§ **Entries provided**:
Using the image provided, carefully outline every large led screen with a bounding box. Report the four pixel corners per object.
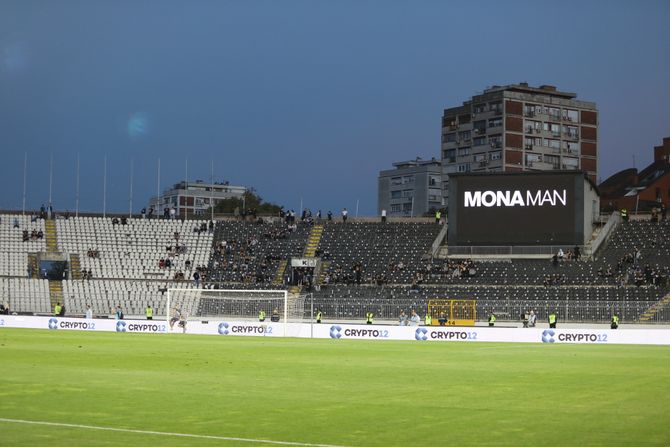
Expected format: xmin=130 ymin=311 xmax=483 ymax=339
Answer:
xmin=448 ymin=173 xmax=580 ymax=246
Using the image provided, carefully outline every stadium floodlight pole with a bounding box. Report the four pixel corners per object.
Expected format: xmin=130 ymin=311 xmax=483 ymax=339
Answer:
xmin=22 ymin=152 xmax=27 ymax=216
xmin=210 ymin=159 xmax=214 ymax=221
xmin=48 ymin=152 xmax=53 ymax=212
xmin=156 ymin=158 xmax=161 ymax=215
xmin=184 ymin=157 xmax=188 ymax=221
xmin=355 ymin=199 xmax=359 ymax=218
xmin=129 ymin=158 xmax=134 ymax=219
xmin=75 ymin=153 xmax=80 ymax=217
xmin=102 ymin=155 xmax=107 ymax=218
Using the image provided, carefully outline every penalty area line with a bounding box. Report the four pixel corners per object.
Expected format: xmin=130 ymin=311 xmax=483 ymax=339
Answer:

§ **Exercise objective**: The answer is the whole listing retyped exactly, with pictures omitted.

§ **Task response**:
Using the image provided, carefully outline every large led screen with a bounding box. Report the four pixel corners per object.
Expected format: xmin=130 ymin=311 xmax=483 ymax=339
Answer:
xmin=448 ymin=173 xmax=580 ymax=246
Using the image provided, carefully outline every stadium floodlight pole with a bounding box. Report the four pixel corners per object.
Expected format: xmin=130 ymin=311 xmax=483 ymax=339
Answer:
xmin=22 ymin=152 xmax=27 ymax=216
xmin=210 ymin=159 xmax=214 ymax=221
xmin=48 ymin=152 xmax=53 ymax=212
xmin=156 ymin=158 xmax=161 ymax=215
xmin=184 ymin=157 xmax=188 ymax=221
xmin=355 ymin=199 xmax=359 ymax=218
xmin=129 ymin=158 xmax=134 ymax=219
xmin=75 ymin=153 xmax=80 ymax=217
xmin=102 ymin=155 xmax=107 ymax=218
Using the image provided, carefully outline every penalty area line with a bounding box. Report the four pixel corners per object.
Expected format: xmin=130 ymin=311 xmax=483 ymax=339
Answer:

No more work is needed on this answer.